ABOUT THIS TASK: Resume the review of the novel Such Small Hands, continuing from its last sentence.

(Beginning of EXERCISE PASSAGE)

Such Small Hands by Andres Barba | Books

Such small hands by Andres Barba

Rabeea Saleem reviews Andres Barba’s Such Small Hands, a novel at once eerie and profound, adeptly translated into English by Lisa Dillman.

Rarely does a book come that only captures perceptual reality with such vigorous insight but also gives it a terrifying spin. Such Small Hands by Spanish writer Andres Barba, does just that. Translated lucidly by Lisa Dillman, the story is simple with echoes of folklore. Marina is the sole survivor of an accident that instantly kills her father and later on, her mother at the hospital. She has rote-learned these lines and recites them in flat affect. Barba shrewdly depicts how effortlessly children learn to put on a facade in front of adults. Marina mimics speaking in the monotone that she has seen adults use around her, which is devoid of any sort of depth or emotion.

(End of EXERCISE PASSAGE)
(Beginning of MATERIAL SUPPLIED)

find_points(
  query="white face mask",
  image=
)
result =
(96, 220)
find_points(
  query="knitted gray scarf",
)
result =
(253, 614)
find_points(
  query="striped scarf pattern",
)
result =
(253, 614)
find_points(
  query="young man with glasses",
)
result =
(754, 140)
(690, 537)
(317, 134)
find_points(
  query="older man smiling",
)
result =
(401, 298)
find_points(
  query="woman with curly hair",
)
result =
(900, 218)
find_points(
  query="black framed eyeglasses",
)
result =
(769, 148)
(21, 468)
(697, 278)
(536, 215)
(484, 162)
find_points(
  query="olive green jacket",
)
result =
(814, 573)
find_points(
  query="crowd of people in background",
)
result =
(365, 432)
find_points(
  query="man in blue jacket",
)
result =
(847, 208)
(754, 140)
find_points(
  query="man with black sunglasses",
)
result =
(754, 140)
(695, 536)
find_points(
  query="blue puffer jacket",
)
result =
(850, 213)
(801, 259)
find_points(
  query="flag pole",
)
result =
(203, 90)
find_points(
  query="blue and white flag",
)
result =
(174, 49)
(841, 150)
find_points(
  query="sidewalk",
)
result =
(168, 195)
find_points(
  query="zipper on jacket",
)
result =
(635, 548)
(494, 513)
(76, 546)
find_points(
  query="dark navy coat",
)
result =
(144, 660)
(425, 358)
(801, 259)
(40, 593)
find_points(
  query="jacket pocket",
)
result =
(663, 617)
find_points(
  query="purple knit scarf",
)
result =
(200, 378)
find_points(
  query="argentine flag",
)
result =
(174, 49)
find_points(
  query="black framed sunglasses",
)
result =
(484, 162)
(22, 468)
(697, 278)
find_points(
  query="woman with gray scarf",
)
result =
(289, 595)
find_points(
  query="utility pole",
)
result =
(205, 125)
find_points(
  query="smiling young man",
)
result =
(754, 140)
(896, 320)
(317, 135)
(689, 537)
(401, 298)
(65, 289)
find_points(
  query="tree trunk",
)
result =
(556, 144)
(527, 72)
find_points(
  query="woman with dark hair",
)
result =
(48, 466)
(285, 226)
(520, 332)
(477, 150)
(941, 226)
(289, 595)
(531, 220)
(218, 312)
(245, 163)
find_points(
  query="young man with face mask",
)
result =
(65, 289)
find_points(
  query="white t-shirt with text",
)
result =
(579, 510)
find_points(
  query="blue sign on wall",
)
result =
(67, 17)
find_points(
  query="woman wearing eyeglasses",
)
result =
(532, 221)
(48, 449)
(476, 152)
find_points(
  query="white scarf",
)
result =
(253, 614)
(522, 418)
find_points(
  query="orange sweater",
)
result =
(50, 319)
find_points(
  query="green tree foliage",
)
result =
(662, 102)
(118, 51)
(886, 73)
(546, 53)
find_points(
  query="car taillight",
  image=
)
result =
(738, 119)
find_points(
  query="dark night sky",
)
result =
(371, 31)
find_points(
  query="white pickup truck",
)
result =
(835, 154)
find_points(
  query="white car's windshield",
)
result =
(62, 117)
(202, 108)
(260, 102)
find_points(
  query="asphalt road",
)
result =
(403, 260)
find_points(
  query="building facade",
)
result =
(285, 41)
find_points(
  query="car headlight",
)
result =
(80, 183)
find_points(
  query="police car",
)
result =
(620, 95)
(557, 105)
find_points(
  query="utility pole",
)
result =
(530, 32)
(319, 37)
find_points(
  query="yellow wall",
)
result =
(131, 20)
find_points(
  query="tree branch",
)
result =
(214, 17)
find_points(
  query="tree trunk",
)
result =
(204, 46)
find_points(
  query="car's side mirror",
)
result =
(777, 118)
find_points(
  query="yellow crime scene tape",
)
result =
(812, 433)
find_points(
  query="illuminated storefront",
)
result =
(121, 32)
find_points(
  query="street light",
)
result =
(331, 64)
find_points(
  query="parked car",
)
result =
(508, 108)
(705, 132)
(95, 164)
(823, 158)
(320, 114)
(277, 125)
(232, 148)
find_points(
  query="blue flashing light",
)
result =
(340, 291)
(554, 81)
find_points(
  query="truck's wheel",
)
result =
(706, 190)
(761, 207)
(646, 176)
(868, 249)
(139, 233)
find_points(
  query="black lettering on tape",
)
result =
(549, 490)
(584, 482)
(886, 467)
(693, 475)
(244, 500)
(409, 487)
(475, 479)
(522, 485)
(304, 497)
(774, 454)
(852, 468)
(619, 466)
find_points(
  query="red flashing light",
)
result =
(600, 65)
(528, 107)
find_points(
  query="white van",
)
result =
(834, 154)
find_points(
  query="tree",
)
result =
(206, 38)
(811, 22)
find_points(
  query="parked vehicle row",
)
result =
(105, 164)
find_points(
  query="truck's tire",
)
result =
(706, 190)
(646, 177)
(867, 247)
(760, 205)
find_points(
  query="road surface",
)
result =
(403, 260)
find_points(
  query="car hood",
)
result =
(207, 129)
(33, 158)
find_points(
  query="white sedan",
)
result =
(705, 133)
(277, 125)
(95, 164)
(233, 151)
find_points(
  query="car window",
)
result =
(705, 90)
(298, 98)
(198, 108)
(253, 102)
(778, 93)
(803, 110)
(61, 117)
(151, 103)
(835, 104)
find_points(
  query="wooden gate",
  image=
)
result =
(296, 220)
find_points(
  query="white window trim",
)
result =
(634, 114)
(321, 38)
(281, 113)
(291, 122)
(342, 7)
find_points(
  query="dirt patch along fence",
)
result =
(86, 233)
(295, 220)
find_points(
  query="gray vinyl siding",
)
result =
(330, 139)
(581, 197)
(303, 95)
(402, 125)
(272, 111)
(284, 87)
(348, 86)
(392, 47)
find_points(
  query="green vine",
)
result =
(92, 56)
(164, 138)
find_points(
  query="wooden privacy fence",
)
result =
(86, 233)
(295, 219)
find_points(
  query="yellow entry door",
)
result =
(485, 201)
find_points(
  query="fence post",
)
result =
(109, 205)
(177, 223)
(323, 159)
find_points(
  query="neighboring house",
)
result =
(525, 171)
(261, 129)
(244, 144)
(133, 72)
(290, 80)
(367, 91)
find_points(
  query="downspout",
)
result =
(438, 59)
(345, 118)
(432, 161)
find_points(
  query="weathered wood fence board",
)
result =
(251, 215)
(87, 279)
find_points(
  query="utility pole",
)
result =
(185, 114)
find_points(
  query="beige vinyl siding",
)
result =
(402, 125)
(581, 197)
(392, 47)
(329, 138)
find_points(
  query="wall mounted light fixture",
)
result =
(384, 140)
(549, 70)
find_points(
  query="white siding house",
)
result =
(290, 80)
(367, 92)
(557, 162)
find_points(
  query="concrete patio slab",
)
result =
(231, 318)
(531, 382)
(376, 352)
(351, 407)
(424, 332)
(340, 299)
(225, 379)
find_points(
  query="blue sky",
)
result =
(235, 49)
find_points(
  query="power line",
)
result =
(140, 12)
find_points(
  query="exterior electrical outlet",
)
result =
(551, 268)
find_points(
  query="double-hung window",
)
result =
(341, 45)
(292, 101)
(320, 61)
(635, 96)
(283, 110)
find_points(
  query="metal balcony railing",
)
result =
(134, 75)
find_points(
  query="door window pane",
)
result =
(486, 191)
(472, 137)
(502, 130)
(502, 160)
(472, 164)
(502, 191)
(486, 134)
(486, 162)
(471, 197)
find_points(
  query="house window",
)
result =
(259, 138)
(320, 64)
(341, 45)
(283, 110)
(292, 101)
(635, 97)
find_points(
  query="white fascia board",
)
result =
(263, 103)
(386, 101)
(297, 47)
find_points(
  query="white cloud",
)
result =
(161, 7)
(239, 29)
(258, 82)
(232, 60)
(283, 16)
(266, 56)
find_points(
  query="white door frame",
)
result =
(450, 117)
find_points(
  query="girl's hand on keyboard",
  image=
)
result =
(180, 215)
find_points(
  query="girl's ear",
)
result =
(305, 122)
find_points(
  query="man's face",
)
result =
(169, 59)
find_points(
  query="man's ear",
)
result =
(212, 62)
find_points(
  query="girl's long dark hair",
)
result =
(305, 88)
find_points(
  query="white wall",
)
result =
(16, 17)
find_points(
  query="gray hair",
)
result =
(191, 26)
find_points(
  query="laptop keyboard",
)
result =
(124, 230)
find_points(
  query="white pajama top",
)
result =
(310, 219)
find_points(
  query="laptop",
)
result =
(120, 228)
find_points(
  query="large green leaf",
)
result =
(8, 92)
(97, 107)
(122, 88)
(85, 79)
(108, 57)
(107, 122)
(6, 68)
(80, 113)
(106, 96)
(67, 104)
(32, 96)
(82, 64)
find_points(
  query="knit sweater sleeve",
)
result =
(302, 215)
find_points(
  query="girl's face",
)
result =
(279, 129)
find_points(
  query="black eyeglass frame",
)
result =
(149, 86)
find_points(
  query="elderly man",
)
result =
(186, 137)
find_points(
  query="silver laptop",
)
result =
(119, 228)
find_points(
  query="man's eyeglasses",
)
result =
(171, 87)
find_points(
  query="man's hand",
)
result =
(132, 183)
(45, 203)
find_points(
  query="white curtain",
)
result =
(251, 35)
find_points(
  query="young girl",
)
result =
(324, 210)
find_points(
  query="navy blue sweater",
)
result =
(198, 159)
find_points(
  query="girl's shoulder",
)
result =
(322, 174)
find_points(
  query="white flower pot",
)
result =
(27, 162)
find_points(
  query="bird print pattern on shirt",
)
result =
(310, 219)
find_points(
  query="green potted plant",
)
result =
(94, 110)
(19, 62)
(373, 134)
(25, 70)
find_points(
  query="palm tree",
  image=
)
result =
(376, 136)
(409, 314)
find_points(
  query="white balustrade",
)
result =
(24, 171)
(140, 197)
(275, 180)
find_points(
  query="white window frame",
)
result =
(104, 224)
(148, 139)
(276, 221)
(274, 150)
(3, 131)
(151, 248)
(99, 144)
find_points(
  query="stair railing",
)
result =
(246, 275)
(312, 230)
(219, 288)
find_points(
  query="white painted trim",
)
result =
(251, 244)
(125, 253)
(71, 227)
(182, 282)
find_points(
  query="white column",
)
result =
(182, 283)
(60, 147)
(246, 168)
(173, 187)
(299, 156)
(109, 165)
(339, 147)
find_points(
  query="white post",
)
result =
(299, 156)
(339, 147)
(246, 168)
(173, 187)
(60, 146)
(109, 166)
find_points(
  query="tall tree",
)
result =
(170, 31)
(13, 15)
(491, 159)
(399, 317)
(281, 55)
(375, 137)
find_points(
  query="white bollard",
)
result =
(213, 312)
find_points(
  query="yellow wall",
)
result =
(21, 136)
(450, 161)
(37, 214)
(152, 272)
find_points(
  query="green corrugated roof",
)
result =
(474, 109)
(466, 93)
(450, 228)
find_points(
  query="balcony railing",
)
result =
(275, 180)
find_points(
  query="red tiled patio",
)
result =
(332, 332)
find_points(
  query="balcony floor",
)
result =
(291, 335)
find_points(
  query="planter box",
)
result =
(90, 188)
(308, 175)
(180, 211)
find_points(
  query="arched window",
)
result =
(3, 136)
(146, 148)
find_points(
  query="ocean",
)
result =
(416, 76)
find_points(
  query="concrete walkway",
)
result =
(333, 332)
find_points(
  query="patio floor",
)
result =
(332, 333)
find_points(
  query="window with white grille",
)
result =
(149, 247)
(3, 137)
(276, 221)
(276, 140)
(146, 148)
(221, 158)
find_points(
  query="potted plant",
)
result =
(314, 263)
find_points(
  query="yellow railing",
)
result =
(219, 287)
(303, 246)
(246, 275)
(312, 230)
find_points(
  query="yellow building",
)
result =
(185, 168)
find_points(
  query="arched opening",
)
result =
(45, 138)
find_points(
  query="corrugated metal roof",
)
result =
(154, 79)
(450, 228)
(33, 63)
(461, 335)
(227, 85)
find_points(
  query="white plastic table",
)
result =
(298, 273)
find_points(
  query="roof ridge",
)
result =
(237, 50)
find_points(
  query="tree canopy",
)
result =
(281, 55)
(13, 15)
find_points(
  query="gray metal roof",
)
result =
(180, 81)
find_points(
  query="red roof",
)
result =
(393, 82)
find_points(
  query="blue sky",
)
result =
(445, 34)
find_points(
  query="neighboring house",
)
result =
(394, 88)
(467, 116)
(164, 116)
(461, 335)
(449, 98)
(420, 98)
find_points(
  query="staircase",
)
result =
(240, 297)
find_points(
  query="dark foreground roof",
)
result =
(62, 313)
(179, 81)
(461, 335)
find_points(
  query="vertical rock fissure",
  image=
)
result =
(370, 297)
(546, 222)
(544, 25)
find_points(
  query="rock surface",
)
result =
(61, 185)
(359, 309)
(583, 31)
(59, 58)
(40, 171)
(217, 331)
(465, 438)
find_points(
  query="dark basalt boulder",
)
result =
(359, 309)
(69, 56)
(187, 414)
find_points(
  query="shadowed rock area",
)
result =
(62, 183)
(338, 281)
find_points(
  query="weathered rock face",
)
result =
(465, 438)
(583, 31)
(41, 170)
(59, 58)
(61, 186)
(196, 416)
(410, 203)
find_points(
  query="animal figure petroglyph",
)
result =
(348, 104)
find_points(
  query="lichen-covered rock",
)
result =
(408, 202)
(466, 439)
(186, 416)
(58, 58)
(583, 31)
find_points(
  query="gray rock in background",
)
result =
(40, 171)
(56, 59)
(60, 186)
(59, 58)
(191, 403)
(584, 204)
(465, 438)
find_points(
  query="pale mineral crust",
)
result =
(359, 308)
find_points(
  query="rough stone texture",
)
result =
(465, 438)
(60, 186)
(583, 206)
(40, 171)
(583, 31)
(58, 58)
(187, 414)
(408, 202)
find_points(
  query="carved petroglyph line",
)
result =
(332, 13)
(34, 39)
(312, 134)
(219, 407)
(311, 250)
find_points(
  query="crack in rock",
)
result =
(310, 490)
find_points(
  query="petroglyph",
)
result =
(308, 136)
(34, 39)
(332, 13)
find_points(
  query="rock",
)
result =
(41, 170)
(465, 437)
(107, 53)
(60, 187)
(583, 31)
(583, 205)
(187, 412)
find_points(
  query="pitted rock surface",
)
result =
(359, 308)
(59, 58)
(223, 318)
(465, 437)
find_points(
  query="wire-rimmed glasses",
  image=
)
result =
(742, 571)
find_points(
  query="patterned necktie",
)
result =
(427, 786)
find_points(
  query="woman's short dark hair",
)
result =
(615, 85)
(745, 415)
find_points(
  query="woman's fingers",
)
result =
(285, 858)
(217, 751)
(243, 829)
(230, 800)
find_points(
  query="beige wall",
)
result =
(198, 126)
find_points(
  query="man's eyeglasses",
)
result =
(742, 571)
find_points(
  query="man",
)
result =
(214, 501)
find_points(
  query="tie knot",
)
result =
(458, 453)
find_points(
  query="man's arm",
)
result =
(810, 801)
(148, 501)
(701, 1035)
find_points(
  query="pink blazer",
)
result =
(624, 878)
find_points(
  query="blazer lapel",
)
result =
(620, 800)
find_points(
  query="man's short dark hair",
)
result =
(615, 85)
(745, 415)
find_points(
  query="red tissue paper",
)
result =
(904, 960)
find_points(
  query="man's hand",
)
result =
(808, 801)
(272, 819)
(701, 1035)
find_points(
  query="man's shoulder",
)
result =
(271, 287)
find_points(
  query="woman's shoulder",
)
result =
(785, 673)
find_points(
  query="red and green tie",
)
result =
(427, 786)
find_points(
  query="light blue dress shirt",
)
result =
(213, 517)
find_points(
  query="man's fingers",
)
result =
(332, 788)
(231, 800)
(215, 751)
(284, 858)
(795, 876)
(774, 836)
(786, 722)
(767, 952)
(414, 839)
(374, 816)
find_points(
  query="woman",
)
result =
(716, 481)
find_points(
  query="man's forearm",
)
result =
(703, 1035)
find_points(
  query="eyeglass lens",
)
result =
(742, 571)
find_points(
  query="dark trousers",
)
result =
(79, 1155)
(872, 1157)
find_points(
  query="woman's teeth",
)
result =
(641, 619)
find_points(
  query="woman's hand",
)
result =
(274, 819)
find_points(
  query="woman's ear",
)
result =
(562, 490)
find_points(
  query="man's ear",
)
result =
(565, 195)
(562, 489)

(End of MATERIAL SUPPLIED)

RESPONSE:
Lips pronounce them without stopping. Quick, dry words. They come in thousands of different, unpredictable ways, sometimes unbidden. Suddenly they just fall, as if onto a field. Marina’s learned to say them without sadness, like a name recited for strangers, like my name is Marina and I’m seven years old.

Her psychologist gives her a life like doll as a companion after her release from the hospital which she also names Marina. She is placed in an orphanage where the tragedy that she has gone through marks her as an outsider in the eyes of the other girls who view her with curiosity and suspicion. They are wary of her and have trouble understanding her. She has externalised all her sorrow in her adoration of the doll which unsettles the girls who live a regimented life in the orphanage and feed off each others loneliness. Marina is self-contained and does not need anyone else than her doll which infuriates the girls. It agitates and riles them that she is so far beyond their reach.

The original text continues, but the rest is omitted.